Apart from any images, the entries are to be output exactly.

• Input:
***

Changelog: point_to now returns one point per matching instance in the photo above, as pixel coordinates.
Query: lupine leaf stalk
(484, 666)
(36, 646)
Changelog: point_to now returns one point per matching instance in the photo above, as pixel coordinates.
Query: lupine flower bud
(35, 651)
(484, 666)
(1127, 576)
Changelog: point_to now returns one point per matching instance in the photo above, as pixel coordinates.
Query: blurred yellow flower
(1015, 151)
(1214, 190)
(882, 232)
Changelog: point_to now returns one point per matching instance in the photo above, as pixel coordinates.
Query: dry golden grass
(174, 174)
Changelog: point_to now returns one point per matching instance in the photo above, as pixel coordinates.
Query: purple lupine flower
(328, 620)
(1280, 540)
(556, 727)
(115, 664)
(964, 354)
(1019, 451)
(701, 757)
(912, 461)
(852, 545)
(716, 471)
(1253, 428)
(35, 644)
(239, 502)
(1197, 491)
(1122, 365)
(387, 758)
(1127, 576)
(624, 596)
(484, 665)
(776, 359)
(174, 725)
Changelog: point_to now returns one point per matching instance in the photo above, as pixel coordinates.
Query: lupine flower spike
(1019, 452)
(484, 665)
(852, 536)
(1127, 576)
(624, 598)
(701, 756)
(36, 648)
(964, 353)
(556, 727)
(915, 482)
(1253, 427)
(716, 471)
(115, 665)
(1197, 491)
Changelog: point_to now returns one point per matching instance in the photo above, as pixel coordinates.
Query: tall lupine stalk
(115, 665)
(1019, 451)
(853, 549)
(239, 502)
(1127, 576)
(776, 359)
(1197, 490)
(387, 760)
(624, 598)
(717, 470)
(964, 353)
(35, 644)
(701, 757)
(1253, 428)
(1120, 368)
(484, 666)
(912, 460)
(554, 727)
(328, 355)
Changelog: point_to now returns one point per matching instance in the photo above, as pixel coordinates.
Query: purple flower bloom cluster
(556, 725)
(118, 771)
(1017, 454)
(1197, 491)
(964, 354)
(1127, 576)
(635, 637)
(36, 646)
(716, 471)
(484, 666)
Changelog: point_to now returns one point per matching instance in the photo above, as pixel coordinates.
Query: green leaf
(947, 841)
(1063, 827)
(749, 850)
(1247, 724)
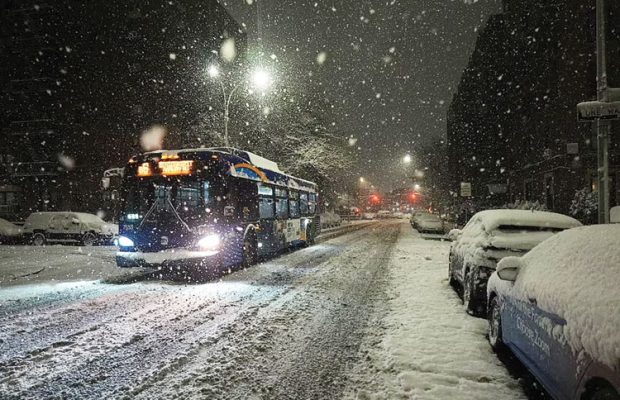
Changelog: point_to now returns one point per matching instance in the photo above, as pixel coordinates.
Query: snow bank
(493, 219)
(576, 275)
(431, 348)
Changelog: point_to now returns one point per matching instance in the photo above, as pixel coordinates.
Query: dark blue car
(558, 310)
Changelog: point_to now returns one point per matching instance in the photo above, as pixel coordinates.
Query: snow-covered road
(365, 315)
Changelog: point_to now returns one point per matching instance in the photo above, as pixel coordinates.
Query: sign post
(606, 108)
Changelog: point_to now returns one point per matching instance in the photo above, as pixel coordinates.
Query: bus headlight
(210, 242)
(124, 241)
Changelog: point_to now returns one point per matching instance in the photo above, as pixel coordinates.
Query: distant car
(9, 233)
(557, 310)
(490, 236)
(67, 227)
(428, 223)
(384, 214)
(369, 216)
(330, 219)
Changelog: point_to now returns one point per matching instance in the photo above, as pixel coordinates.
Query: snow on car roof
(576, 275)
(493, 219)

***

• Problem solution:
Changelog: point_to now returns one point per matching instance in the photo above, as pixel coordinates.
Query: lupine leaf stalk
(484, 666)
(36, 646)
Changelog: point_to now returns one point per matching instance in the photo above, as pixel coordinates.
Query: lupine flower bud
(35, 651)
(484, 666)
(1127, 576)
Changelog: point_to now returns one point per matching instance in the photo above, as pixel coordinates.
Query: blurred yellow flower
(1015, 151)
(1214, 190)
(882, 232)
Changelog: point_to now returns one point per matching instance in the photo above, as pixel coordinates.
Query: dry golden grass
(174, 174)
Changelog: point_to now returns one point per matching instance in the photo above, as pixel coordinates.
Query: purple lupine flower
(328, 620)
(1280, 540)
(556, 727)
(115, 664)
(964, 354)
(1019, 451)
(701, 757)
(912, 461)
(852, 545)
(716, 471)
(1253, 428)
(35, 644)
(239, 502)
(1197, 491)
(1122, 365)
(387, 758)
(1127, 576)
(624, 596)
(484, 665)
(776, 359)
(174, 725)
Changelog: point_to now returns one point per matching instance in the photo above, as pixel coordinates.
Query: lupine flower spike
(1019, 452)
(484, 665)
(852, 536)
(1127, 576)
(624, 598)
(701, 756)
(36, 648)
(964, 353)
(556, 727)
(915, 482)
(1253, 427)
(716, 471)
(115, 665)
(1197, 491)
Changelog: point_to now returns one point per matching instance in the photo above, as pixel coordinates.
Query: tall lupine stalk
(115, 665)
(1019, 451)
(853, 549)
(239, 502)
(1127, 576)
(776, 359)
(1197, 490)
(387, 760)
(624, 598)
(717, 470)
(964, 353)
(35, 644)
(701, 757)
(1253, 428)
(1120, 368)
(484, 666)
(912, 460)
(554, 727)
(328, 355)
Changelog: point_to now returns one point per matching instance in the photo above, as pixel coordinates.
Query: purple flower bloom cluster
(556, 725)
(118, 771)
(1017, 454)
(1197, 491)
(964, 354)
(1127, 576)
(635, 637)
(36, 646)
(716, 471)
(484, 666)
Changelog: point_to now returns one point per matching instance in the photo above, as pixel coordinates.
Query: green leaf
(947, 841)
(1063, 827)
(749, 850)
(1247, 724)
Changelog: point_to now returns one point per matching instance in the photo above, as pixel coordinates.
Query: snow bank
(493, 219)
(576, 275)
(431, 348)
Changelog: point_to now returns one point per matching instance in the photo above, as pixel coordinates.
Query: dark blue car
(558, 310)
Changelog: point_to now returns one point per matching instance in the photo above, as pixel coordinates.
Query: snow-covered road
(365, 315)
Changelog: point_to now returns one point per matching instance in the photo above, as pixel coordinates.
Query: sign post
(606, 108)
Changelog: point_to now returns one point per matching instance in the photo above, as pixel coordinates.
Query: bus headlight
(210, 242)
(124, 241)
Changelog: point_to now returns one point per matching instance in the photo above, as pixel coordinates.
Query: distant car
(9, 233)
(557, 310)
(490, 236)
(67, 227)
(428, 223)
(384, 214)
(369, 216)
(330, 219)
Changelog: point_to now returns one point per matching instance in the photo above, as pixel coordinates.
Query: snow on car roof
(576, 275)
(493, 219)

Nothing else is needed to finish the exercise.